LIST OF TASKS ->
1. Name every user who posts in the derailleur hanger thread.
2. Reproduce the derailleur hanger thread from "What are the" up to and including "for some help.", substituting "cluster" for "cassette".
3. Resume the derailleur hanger thread after its final sentence.
>> START EXTRACTED TEXT
# Long vs Short Derailleur Hanger



## ToffieBoi (May 1, 2011)

Hello
I have a Specialized Tarmac Expert 2009 and I need a new derailleur hanger. 

When I checked the website for the part number, there are 2 parts which are fitting my bike. One is long and the other one is short versions.

What are the differences between those parts? I am riding with a 28T cassette, and I don't know if short one will be too short or with long one I can use 30T.

I googled it but all answers were about derailleur itself, not the hanger, so I am waiting for some help.


----------



## PJ352 (Dec 5, 2007)

ToffieBoi said:


> Hello
> I have a Specialized Tarmac Expert 2009 and I need a new derailleur hanger.
> 
> When I checked the website for the part number, there are 2 parts which are fitting my bike. One is long and the other one is short versions.
> ...


According to the attached frame compatibility chart, your part # is 9890-4230.

http://service.specialized.com/coll...-and-older-Road-Frame-Compatibility-Guide.pdf


----------



## GraemeW (Aug 31, 2014)

Similar to the original poster, I have a Specialized Tarmac (in my case a 2006 model).
>> END EXTRACTED TEXT
>> START GIVEN ENTRIES
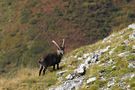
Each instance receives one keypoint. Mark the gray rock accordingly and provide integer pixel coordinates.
(79, 58)
(111, 82)
(61, 73)
(85, 55)
(124, 54)
(90, 80)
(111, 51)
(126, 42)
(81, 69)
(133, 47)
(131, 26)
(132, 36)
(88, 60)
(124, 86)
(131, 65)
(70, 76)
(128, 76)
(105, 49)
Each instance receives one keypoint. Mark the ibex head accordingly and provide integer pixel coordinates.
(60, 49)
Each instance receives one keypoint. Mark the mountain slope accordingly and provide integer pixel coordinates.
(28, 26)
(108, 64)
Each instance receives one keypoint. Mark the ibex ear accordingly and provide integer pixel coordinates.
(56, 44)
(63, 43)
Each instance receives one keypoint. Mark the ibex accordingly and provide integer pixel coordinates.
(52, 59)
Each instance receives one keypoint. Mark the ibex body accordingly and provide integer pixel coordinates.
(52, 59)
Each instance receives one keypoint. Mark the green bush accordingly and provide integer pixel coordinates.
(25, 15)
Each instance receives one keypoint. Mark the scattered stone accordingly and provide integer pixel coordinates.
(102, 78)
(124, 86)
(113, 67)
(124, 54)
(132, 36)
(81, 69)
(105, 49)
(70, 76)
(79, 58)
(90, 80)
(111, 51)
(75, 56)
(111, 82)
(70, 84)
(131, 26)
(85, 55)
(122, 32)
(95, 58)
(133, 47)
(88, 60)
(126, 42)
(128, 76)
(131, 65)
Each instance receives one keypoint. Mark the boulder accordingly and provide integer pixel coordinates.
(131, 26)
(81, 69)
(70, 84)
(90, 80)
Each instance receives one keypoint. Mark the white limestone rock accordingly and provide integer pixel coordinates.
(90, 80)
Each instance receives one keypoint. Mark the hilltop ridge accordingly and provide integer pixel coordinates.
(108, 64)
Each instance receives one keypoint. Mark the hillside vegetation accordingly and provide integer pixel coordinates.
(28, 26)
(111, 68)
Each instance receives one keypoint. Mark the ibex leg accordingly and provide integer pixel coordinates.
(57, 66)
(44, 70)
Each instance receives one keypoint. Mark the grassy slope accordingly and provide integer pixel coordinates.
(27, 79)
(28, 26)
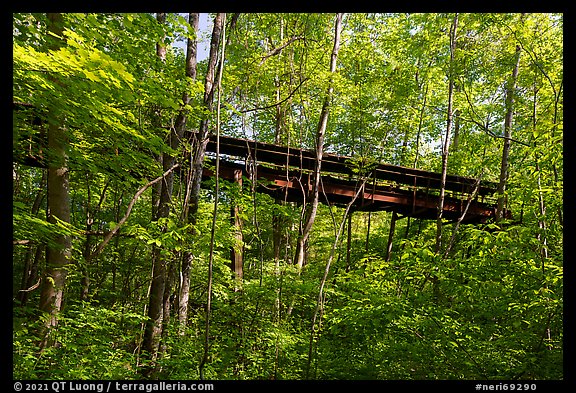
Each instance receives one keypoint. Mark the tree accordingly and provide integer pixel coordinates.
(447, 135)
(312, 206)
(58, 253)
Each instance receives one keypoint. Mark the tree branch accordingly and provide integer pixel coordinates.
>> END GIVEN ENTRIES
ANSWER LIST ->
1. ToffieBoi, PJ352, GraemeW

2.
What are the differences between those parts? I am riding with a 28T cluster, and I don't know if short one will be too short or with long one I can use 30T.

I googled it but all answers were about derailleur itself, not the hanger, so I am waiting for some help.

3.
Specialized list two possible parts for this bike:
http://www.specialized.com/OA_MEDIA/pdf/CG0421_hanger_fit_chart_w_pics_rev2013.pdf

9893-4295 (Short, pack of 5); 9893-4291 (Short, single)
9890-4235 (Long, pack of 5); 9890-4236 (Long, single)

What is the difference between these (please don't just tell me the length!). My guess is that the short one is the standard one.

Furthermore - while the genuine article can be had in the UK from a dealer for GBP10, in NZ they feel the right to charge $50 (about GBP25), and Specialized do not allow retailers to sell across borders.

Hence, I'm looking to the range from North Shore Billet. Can anyone confirm which model hanger to buy?

The two possibilities seem to be: 
Model 95:
Specialized Road Rev 3 Derailleur Hanger | North Shore Billet
or model 16
Specialized Allez Derailleur Hanger | North Shore Billet

Thanks.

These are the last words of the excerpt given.